▶ [DOCUMENT]:
Eureka!

If one digs deep enough (couple miles should do), RMF III will report what
service class a DDF thread was classified into.

The reason I wanted this was because I had a strong suspicion one of my prod
DDF workloads was still falling out of the ruleset to default (suspicion
based on indirect evidence).  Since the workload in question was coming in
through VTAM (all threads through the same LU name), I changed the pertinent
sub-rule to an LN type and they magically started classifying correctly.

I was very curious why CI did not work for these threads.  Using the new
found RMF III info, I discovered that the CI was being sent by the AIX
system in lower case*.  Changed the sub-rule back to type CI and specified
the name in lower case, taking care to specify "N" for "fold qualifier name"
(they sure could have named that more intuitively).  Now the threads
classify correctly by CI.

Thanks a bunch to all who replied!  I learned more than I bargained for in
this little adventure, but that's always (usually) a good thing.

*TMON was reporting this CI in upper case for some reason.  I will report
that to the TMON/MVS folks.


On Fri, 24 Mar 2006 08:26:00 +1000, Shane <[EMAIL PROTECTED]> wrote:

>On Thu, 2006-03-23 at 12:04 -0600, Terry Linsley wrote:
>
>> Is there a straight forward method of determining if an enclave is
>> dependant?  Would an example of one be when a DB2 utility spawns multiple
>> threads to build an index during a table load or recovery?
>
>RMFIII has an indicator - I think that's what twigged me to go find out
>what the hell a dependent enclave was.

▶ [DESCRIPTION OF THE TASK]:
Answer these from the post on DDF thread classification:
(a) Which sub-rule type did the writer first switch to that got the threads classifying correctly?
(b) In what case was the AIX system sending the CI?
(c) Which tool was reporting that CI in upper case?

▶ [STORED DATA]:
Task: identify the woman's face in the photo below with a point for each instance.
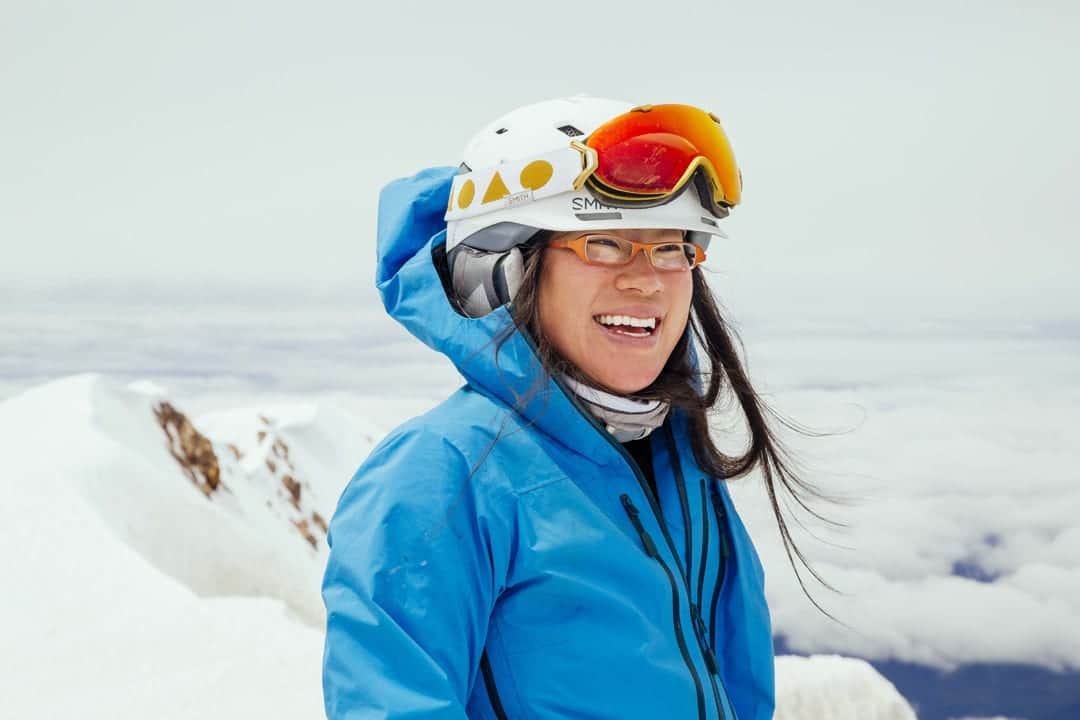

▶ [OUTPUT OF THE TASK]:
(a) LN
(b) Lower case
(c) TMON